**Your instructions**
Set down the part of the Xênia França biography below between "Biography and career" and "Best Portuguese-Language Song.", inclusive, without changing a word.

**Extracted text**
Xênia Érica Estrela França, also known as Xênia França (born 27 February 1986) is a Brazilian singer-songwriter from Candeias.

Biography and career 
França was born in Recôncavo Baiano, spent her teenage years in Camaçari. She would later move to São Paulo in 2004. While there, she would work as a model. In 2008, where she started singing in bars alongside her modelling. While working, she met Emicida, a Brazilian rap artist, who invited her to contribute to the production of his EP Sua Mina Ouve Meu Rep Tamém and his album Emicídio, (both released in 2010). The following year, she joined the band Aláfia, alongside artists Pipo Pegoraro and Lucas Cirillo.

In 2017, França released her first solo album, entitled Xenia. Her album would later be nominated for the 2018 Latin Grammy Awards in the category Best Contemporary Pop Album, alongside her track Pra Que Me Chamas? which would be nominated for Best Portuguese-Language Song.

**Provided records**

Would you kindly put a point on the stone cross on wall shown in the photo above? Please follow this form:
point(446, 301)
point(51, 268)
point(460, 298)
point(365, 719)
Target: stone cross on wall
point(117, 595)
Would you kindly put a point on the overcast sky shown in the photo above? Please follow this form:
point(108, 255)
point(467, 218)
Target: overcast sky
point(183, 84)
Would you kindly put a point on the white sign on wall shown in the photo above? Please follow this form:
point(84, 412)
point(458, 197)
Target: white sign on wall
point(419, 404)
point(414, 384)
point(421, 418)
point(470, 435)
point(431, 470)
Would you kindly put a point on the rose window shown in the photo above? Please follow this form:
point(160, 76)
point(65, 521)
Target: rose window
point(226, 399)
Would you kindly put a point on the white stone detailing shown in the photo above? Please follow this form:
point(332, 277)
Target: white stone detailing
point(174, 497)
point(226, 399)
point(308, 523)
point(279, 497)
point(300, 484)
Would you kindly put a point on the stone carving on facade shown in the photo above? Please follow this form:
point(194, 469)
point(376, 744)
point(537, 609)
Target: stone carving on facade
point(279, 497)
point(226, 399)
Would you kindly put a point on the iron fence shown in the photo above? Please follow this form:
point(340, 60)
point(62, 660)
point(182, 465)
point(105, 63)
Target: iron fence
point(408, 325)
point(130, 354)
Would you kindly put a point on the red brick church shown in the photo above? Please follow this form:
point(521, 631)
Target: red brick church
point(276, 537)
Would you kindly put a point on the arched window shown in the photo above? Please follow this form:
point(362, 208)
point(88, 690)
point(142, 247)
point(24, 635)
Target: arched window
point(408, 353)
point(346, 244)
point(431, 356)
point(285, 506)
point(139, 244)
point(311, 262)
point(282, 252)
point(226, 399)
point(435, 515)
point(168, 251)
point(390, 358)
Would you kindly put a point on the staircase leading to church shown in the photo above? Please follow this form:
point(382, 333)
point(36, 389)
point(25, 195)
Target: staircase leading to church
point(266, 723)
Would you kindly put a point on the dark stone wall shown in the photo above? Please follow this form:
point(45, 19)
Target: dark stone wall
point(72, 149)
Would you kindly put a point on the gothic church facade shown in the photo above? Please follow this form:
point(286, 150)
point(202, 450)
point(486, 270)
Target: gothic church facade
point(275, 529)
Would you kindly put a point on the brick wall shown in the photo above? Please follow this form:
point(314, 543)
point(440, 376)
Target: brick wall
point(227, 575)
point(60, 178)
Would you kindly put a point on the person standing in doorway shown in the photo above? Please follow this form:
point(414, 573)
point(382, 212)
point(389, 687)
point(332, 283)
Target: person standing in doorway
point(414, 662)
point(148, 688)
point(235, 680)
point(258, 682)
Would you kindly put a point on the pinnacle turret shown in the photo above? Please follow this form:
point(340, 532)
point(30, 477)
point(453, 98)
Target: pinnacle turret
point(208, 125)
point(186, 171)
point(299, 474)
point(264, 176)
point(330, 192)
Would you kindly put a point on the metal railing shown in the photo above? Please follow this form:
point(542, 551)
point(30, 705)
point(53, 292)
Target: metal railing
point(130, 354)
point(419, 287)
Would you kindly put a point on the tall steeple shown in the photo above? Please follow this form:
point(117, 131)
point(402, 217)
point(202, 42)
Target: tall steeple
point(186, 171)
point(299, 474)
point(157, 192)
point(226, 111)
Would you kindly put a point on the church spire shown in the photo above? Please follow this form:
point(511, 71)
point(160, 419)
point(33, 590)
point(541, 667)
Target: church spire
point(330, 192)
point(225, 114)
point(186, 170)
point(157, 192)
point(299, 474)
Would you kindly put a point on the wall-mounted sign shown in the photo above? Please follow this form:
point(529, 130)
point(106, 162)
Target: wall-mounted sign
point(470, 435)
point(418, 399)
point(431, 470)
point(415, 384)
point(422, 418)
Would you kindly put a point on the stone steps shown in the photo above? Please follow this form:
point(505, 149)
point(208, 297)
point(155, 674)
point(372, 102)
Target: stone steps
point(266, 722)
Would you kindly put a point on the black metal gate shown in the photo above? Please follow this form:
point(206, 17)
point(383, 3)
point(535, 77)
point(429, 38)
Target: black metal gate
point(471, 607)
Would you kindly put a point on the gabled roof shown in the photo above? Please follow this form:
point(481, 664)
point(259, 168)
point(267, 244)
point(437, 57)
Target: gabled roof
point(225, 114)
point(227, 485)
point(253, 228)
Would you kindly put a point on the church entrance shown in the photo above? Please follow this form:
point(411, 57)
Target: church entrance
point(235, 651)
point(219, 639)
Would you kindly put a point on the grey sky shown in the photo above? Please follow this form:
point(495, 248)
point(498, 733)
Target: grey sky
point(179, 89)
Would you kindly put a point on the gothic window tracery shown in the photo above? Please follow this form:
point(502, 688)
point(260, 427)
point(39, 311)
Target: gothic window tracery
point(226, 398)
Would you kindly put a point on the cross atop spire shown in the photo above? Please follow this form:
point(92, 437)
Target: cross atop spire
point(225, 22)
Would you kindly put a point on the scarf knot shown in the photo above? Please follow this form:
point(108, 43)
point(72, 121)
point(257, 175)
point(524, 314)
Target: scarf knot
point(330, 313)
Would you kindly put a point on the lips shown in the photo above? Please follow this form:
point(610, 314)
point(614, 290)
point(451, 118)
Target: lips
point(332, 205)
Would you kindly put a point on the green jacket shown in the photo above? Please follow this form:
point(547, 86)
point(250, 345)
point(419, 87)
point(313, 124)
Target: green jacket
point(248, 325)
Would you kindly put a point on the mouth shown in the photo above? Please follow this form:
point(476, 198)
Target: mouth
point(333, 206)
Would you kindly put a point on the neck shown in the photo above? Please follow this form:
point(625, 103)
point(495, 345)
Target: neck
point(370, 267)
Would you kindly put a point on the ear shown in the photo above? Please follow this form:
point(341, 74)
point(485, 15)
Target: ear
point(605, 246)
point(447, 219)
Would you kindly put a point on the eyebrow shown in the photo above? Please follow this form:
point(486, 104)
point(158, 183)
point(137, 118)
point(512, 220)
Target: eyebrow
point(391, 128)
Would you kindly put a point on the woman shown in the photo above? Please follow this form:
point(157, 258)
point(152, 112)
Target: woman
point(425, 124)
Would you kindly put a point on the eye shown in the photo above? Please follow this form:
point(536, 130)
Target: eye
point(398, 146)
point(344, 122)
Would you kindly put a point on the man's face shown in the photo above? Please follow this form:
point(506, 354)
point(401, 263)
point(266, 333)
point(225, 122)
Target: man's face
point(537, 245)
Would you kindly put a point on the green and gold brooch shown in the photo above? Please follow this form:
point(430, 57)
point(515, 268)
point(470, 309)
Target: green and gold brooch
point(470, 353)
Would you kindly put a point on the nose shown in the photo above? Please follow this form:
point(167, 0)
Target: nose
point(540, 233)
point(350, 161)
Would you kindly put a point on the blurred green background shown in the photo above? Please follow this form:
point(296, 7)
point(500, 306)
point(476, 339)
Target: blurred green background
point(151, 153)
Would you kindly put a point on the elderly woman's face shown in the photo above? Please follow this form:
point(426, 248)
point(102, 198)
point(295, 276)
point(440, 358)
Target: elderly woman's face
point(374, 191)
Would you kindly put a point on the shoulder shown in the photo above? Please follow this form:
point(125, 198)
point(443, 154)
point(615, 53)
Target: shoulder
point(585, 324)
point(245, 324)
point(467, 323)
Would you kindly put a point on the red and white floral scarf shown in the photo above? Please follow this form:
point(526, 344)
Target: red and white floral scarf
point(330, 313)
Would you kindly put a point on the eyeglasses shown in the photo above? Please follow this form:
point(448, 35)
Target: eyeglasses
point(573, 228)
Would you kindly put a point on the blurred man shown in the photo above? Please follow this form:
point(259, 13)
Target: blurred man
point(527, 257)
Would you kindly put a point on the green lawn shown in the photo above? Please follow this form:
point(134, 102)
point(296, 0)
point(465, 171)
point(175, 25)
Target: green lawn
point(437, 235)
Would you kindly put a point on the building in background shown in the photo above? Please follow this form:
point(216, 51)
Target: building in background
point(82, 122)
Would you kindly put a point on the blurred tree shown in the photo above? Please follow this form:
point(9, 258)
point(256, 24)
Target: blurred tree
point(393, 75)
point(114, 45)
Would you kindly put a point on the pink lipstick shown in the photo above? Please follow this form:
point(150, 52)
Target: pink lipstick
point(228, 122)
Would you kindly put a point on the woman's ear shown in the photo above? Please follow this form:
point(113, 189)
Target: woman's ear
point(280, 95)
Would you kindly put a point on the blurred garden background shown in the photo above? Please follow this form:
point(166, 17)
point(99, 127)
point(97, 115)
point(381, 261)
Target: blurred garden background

**Exercise solution**
Biography and career 
França was born in Recôncavo Baiano, spent her teenage years in Camaçari. She would later move to São Paulo in 2004. While there, she would work as a model. In 2008, where she started singing in bars alongside her modelling. While working, she met Emicida, a Brazilian rap artist, who invited her to contribute to the production of his EP Sua Mina Ouve Meu Rep Tamém and his album Emicídio, (both released in 2010). The following year, she joined the band Aláfia, alongside artists Pipo Pegoraro and Lucas Cirillo.

In 2017, França released her first solo album, entitled Xenia. Her album would later be nominated for the 2018 Latin Grammy Awards in the category Best Contemporary Pop Album, alongside her track Pra Que Me Chamas? which would be nominated for Best Portuguese-Language Song.